> **Request a**
Answer these questions about the patent Office action excerpt:
(i) On or after what date was the present application filed?
(ii) Which statute forms the basis for all obviousness rejections in this Office action?
(iii) What publication number is given for Sharma?

> **Selected excerpt**
* * *

Notice of Pre-AIA  or AIA  Status
The present application, filed on or after March 16, 2013, is being examined under the first inventor to file provisions of the AIA .

Claim Rejections - 35 USC § 103
In the event the determination of the status of the application as subject to AIA  35 U.S.C. 102 and 103 (or as subject to pre-AIA  35 U.S.C. 102 and 103) is incorrect, any correction of the statutory basis for the rejection will not be considered a new ground of rejection if the prior art relied upon, and the rationale supporting the rejection, would be the same under either status. 
The following is a quotation of 35 U.S.C. 103 which forms the basis for all obviousness rejections set forth in this Office action:
A patent for a claimed invention may not be obtained, notwithstanding that the claimed invention is not identically disclosed as set forth in section 102 of this title, if the differences between the claimed invention and the prior art are such that the claimed invention as a whole would have been obvious before the effective filing date of the claimed invention to a person having ordinary skill in the art to which the claimed invention pertains.  Patentability shall not be negated by the manner in which the invention was made.

Claims 1-3, 5-11, 13-19 are rejected under 35 U.S.C. 103 as being unpatentable over Shen (US2005/0022252) in view of Dimitrova (US 2007/0061352) and in further view of Sharma (US 2017/0032222)

* * *

> **Supplied entries**
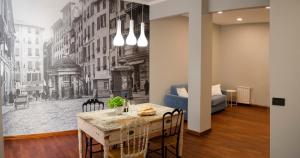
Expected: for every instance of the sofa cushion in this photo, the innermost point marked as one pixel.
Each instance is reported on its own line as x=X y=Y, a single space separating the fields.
x=182 y=92
x=173 y=89
x=217 y=99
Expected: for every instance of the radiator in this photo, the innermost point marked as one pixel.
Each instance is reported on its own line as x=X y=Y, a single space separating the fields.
x=243 y=95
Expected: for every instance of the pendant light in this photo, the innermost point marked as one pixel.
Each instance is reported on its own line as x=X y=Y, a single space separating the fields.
x=119 y=40
x=131 y=39
x=142 y=41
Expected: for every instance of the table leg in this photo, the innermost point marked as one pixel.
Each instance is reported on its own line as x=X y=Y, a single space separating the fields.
x=181 y=138
x=80 y=142
x=106 y=147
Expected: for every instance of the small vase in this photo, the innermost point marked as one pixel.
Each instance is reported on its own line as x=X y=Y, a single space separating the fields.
x=119 y=110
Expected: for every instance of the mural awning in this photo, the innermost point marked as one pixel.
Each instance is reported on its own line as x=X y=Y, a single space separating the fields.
x=136 y=62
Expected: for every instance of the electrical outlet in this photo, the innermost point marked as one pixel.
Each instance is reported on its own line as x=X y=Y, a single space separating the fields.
x=278 y=101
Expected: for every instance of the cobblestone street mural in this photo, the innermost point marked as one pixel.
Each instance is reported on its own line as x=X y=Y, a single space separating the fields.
x=51 y=65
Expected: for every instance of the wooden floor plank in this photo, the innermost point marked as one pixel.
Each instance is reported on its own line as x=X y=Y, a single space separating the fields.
x=242 y=132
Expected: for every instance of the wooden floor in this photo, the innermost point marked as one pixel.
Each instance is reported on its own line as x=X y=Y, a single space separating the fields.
x=241 y=132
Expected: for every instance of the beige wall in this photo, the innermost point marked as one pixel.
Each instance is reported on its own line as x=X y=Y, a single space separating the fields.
x=1 y=127
x=169 y=55
x=285 y=78
x=217 y=5
x=199 y=100
x=241 y=59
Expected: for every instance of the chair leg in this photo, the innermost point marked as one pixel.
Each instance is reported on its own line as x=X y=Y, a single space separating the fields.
x=163 y=152
x=86 y=146
x=91 y=147
x=166 y=151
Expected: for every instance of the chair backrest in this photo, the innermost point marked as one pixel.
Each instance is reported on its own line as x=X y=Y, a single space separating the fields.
x=172 y=122
x=92 y=105
x=134 y=139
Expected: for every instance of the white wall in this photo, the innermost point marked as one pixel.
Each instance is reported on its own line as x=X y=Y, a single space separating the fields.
x=199 y=106
x=169 y=55
x=199 y=95
x=285 y=78
x=242 y=59
x=218 y=5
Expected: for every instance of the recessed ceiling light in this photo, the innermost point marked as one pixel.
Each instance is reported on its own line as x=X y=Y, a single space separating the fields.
x=239 y=19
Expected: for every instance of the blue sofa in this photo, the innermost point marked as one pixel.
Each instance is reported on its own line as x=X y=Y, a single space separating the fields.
x=172 y=99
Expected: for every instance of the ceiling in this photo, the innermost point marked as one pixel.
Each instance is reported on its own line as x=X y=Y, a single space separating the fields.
x=147 y=2
x=254 y=15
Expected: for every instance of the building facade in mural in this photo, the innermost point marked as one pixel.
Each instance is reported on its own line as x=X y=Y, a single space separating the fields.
x=7 y=58
x=29 y=71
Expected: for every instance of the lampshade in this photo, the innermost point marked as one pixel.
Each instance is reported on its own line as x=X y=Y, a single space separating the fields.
x=142 y=41
x=131 y=39
x=118 y=40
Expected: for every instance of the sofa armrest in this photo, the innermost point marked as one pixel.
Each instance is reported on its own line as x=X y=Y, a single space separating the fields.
x=224 y=92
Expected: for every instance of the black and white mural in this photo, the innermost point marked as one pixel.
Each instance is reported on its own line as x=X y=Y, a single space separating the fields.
x=56 y=54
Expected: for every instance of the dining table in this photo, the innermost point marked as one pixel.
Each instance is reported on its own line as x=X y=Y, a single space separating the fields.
x=104 y=125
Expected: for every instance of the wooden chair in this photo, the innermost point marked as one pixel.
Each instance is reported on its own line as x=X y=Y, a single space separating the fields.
x=171 y=130
x=134 y=140
x=88 y=106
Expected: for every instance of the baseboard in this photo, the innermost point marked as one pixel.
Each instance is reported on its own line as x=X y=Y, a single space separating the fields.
x=260 y=106
x=42 y=135
x=198 y=133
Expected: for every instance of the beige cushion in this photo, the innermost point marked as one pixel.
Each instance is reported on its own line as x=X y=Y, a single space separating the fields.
x=216 y=90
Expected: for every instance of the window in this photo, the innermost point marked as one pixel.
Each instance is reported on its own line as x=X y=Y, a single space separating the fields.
x=93 y=29
x=37 y=53
x=89 y=52
x=37 y=65
x=104 y=45
x=104 y=4
x=89 y=30
x=37 y=41
x=18 y=66
x=18 y=77
x=98 y=7
x=98 y=64
x=98 y=23
x=29 y=65
x=112 y=24
x=105 y=85
x=17 y=53
x=92 y=9
x=103 y=20
x=29 y=52
x=35 y=76
x=98 y=45
x=17 y=28
x=93 y=50
x=113 y=62
x=94 y=70
x=28 y=77
x=104 y=63
x=122 y=5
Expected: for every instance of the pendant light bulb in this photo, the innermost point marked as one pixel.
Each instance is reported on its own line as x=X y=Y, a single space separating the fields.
x=131 y=39
x=142 y=41
x=119 y=40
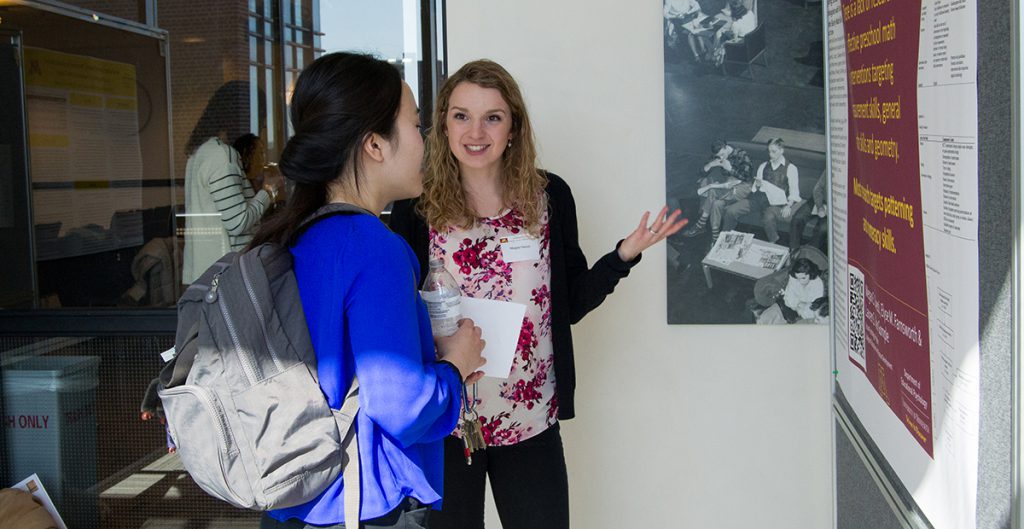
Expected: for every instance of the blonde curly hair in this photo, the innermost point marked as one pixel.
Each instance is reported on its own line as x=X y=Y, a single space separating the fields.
x=443 y=202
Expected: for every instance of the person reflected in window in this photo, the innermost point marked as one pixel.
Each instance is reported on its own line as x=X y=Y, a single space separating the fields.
x=681 y=18
x=357 y=141
x=252 y=155
x=221 y=206
x=507 y=231
x=738 y=21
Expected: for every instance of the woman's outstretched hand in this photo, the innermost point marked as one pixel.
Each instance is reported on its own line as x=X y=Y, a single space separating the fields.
x=645 y=236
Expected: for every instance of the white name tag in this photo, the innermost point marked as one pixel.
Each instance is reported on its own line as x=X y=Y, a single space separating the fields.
x=520 y=248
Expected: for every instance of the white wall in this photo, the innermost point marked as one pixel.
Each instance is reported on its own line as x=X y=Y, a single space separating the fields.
x=677 y=426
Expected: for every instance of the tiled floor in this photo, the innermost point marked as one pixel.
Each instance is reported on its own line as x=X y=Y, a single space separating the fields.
x=701 y=105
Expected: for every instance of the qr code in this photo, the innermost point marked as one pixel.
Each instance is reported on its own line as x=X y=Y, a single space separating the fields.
x=857 y=353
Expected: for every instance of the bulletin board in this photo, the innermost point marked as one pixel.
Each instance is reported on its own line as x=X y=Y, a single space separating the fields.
x=925 y=213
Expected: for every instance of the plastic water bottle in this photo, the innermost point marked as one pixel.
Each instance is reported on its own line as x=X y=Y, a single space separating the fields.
x=443 y=299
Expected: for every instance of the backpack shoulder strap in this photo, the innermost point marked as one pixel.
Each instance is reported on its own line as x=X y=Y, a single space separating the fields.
x=328 y=210
x=350 y=444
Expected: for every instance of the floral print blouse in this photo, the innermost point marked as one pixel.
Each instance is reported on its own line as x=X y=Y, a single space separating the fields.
x=523 y=405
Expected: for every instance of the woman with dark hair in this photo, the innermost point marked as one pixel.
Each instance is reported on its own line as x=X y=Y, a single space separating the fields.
x=221 y=206
x=802 y=290
x=357 y=141
x=507 y=231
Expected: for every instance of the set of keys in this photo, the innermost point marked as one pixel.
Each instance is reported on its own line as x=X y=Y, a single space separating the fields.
x=469 y=426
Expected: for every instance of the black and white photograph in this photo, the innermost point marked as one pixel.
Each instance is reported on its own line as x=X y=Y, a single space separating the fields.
x=744 y=133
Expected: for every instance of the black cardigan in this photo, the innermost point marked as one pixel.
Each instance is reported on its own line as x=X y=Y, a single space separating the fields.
x=576 y=290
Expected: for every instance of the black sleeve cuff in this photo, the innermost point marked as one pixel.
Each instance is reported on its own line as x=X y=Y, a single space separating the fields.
x=450 y=364
x=616 y=263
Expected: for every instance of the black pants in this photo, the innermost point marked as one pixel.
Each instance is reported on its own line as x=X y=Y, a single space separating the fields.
x=528 y=481
x=409 y=515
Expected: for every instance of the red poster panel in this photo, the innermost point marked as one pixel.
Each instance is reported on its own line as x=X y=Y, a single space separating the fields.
x=885 y=240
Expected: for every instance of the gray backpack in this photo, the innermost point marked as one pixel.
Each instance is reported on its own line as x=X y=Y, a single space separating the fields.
x=242 y=399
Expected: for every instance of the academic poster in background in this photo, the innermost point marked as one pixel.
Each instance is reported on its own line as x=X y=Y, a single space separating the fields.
x=903 y=142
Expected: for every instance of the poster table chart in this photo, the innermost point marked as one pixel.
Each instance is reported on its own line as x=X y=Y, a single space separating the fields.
x=739 y=268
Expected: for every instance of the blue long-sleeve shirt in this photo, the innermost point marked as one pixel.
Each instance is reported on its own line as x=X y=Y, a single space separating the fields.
x=357 y=281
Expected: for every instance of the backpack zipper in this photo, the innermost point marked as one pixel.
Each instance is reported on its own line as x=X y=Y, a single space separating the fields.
x=259 y=313
x=247 y=363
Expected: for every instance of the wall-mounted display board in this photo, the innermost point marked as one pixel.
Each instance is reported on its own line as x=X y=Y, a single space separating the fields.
x=920 y=130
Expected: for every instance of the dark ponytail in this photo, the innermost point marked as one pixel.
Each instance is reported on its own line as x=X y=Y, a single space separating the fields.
x=339 y=99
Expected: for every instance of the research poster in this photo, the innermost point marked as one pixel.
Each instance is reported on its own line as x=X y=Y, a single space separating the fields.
x=86 y=160
x=902 y=100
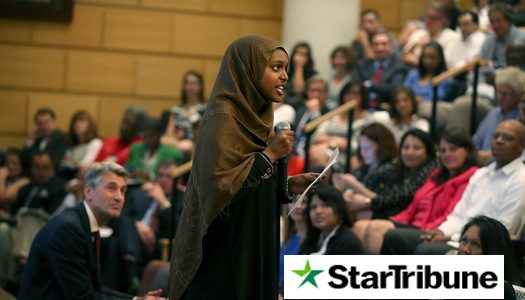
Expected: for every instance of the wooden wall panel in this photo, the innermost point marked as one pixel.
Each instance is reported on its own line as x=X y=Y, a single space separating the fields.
x=15 y=31
x=13 y=115
x=195 y=5
x=203 y=35
x=269 y=28
x=64 y=105
x=101 y=72
x=389 y=10
x=162 y=76
x=211 y=69
x=86 y=30
x=128 y=3
x=32 y=67
x=112 y=108
x=116 y=53
x=137 y=30
x=11 y=140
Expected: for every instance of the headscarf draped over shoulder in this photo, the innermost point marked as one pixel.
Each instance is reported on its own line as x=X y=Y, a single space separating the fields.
x=237 y=125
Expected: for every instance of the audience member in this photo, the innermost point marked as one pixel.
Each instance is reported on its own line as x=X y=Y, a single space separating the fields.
x=370 y=24
x=83 y=144
x=516 y=54
x=494 y=47
x=293 y=232
x=301 y=68
x=45 y=136
x=431 y=64
x=382 y=73
x=487 y=236
x=518 y=13
x=398 y=181
x=64 y=262
x=452 y=13
x=510 y=86
x=145 y=156
x=496 y=191
x=117 y=148
x=403 y=113
x=343 y=62
x=433 y=201
x=327 y=225
x=150 y=213
x=469 y=45
x=436 y=23
x=184 y=119
x=12 y=178
x=314 y=105
x=283 y=112
x=333 y=133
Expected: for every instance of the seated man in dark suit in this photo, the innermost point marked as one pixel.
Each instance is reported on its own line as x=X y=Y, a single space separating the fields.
x=64 y=258
x=45 y=137
x=382 y=74
x=147 y=217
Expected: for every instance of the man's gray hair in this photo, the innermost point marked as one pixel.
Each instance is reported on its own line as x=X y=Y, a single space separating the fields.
x=513 y=77
x=96 y=170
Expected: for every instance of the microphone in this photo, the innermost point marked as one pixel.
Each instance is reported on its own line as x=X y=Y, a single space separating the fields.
x=282 y=167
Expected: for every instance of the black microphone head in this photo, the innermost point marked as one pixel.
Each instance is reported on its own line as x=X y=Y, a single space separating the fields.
x=283 y=125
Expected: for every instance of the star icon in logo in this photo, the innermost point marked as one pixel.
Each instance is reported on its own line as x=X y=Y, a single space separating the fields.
x=310 y=274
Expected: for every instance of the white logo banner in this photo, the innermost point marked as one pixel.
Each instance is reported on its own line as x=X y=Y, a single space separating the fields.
x=393 y=276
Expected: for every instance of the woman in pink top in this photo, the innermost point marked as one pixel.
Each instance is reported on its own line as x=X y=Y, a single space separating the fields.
x=435 y=199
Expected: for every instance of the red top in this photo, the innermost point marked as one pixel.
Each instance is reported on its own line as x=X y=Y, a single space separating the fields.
x=113 y=149
x=433 y=203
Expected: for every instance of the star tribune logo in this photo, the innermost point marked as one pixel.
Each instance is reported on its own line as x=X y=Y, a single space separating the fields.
x=309 y=273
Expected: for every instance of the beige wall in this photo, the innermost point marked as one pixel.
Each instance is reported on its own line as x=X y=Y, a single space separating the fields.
x=116 y=53
x=395 y=13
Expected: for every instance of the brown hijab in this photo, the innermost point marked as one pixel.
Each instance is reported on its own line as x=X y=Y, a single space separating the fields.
x=236 y=126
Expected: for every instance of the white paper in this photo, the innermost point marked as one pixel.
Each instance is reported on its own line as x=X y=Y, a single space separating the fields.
x=331 y=162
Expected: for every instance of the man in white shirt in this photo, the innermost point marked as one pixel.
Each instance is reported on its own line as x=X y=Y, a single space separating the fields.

* * *

> **Request b**
Duplicate the stretch of the records from the line that contains "Expected: for every instance of the white logo" through the line that contains "x=331 y=162", including both of those lines.

> **Task response a**
(i) March 16, 2013
(ii) 35 U.S.C. 103
(iii) US 2017/0032222

> **Task response b**
Expected: for every instance of the white logo banner in this photo, the innermost point marked as one pixel.
Each instance is reported on its own line as x=X y=Y, a single space separating the fields.
x=393 y=276
Expected: for every instance of the woman in pink top in this photo, the innermost point marked as one pixel.
Each instance is reported on its own line as x=X y=Y, a single space separating the fields.
x=435 y=199
Expected: for every instance of the red top in this photo, the innermost point marked as one pixel.
Each instance is reported on its own line as x=X y=Y, a single space separating the fields.
x=113 y=149
x=433 y=203
Expected: for every instance of the star tribune logo in this photo, the innermost point marked as one pixel.
Each instance is reported on its own line as x=X y=Y, a single space separating the fields.
x=309 y=273
Expected: for every instance of the beige wall in this photo, the innermost point marked as one pixel.
Each instance is reported on its own line as x=X y=Y, a single space separating the fields.
x=116 y=53
x=395 y=13
Expected: for every instance of the brown hijab in this photo, the innermost point marked as one pixel.
Each instance is reported on its own line as x=X y=Y, a single space separating the fields.
x=236 y=126
Expected: for every instance of the white paper in this photo, the innermost point marked as one pixel.
Each instance is reported on its own line as x=X y=Y, a single space separating the fields.
x=331 y=162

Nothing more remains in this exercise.